> WHAT THIS EXERCISE ASKS:
[a] Decide whether each statement agrees with the ETCD installation guide below. For each, answer yes or no and quote the words of the guide that decide it.
(i) The certificates must be generated on the first ETCD node.
(ii) At the time of writing, the latest version of ETCD was 3.5.9.
(iii) Each node in the cluster needs its own .crt and .key.
[b] Pick up the ETCD installation guide below after its final sentence and carry it on.

> PAGE EXCERPT:
3. Save it and make it executable:

chmod 766 download-etcd.sh

4. Run the download script:

./download-etcd.sh

The script will automatically download and install the latest version of ETCD. At the time of writing, that version is 3.5.9. Make sure you update the version you want to download in the script if you are reading this some time in the future.

5. Let’s make sure ETCD is installed:

etcd --version

etcd Version: 3.5.9
Git SHA: c92fb80f3
Go Version: go1.19.10
Go OS/Arch: linux/amd64

6. Now we need to make some certificates. In this guide, I used Cloud Flare’s SSL tool. Feel free to use whatever tool you want, you just need a CA file, a .crt and a .key for each node in the cluster.

Let’s install cfssl:

VERSION=$(curl --silent "https://api.github.com/repos/cloudflare/cfssl/releases/latest" | grep '"tag_name"' | sed -E 's/.*"([^"]+)".*/\1/')
VNUMBER=${VERSION#"v"}

wget https://github.com/cloudflare/cfssl/releases/download/${VERSION}/cfssl_${VNUMBER}_linux_amd64 -O cfssl

chmod +x cfssl

sudo mv cfssl /usr/local/bin

Note — in this guide, we will be installing cfssl to the first ETCD node, however it does not make a difference where you install it and generate the certs from. You can also do this on any Linux or Mac machine.

If you need other cfssl install instructions: https://computingforgeeks.com/how-to-install-cloudflare-cfssl-on-linux-macos/?expand_article=1

7. Next, we need to generate the certificates.

> INFORMATION SHOWN:

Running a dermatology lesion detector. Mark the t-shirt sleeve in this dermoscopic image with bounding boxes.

> SOLVED PROBLEMS:
[a]
(i) No: "it does not make a difference where you install it and generate the certs from."
(ii) Yes: "At the time of writing, that version is 3.5.9."
(iii) Yes: "a .crt and a .key for each node in the cluster."

[b]
mkdir certs && cd certs
echo '{"CN":"CA","key":{"algo":"rsa","size":2048}}' | cfssl gencert -initca - | cfssljson -bare ca -
echo '{"signing":{"default":{"expiry":"43800h","usages":["signing","key encipherment","server auth","client auth"]}}}' > ca-config.json

This will create the directory structure and set up the cert generator config.

This creates 3 files — ca-key.pem, ca.pem, and ca.csr

8. Next, we need to create the actual certs and keys:

Important! Make sure you replace the hostnames and IPs with your own. This must match the hosts file or DNS records created earlier.

export NAME=etcd-1
export ADDRESS=10.0.1.15,$NAME
echo '{"CN":"'$NAME'","hosts":[""],"key":{"algo":"rsa","size":2048}}' | cfssl gencert -config=ca-config.json -ca=ca.pem -ca-key=ca-key.pem -hostname="$ADDRESS" - | cfssljson -bare $NAME

Let’s do an ls to see what we have so far:

ls

We should now have certs and keys for the first node.

9. Repeat the steps for the each of the ETCD nodes and, create a cert for your load balancer as well using the steps above. All that needs to be changed is the IP and the name.

Once that is complete, you should have a full set of certs and keys for each ETCD node and your HAProxy node. Save these someplace safe!

10. Now, we need to distribute the certs and keys to each node.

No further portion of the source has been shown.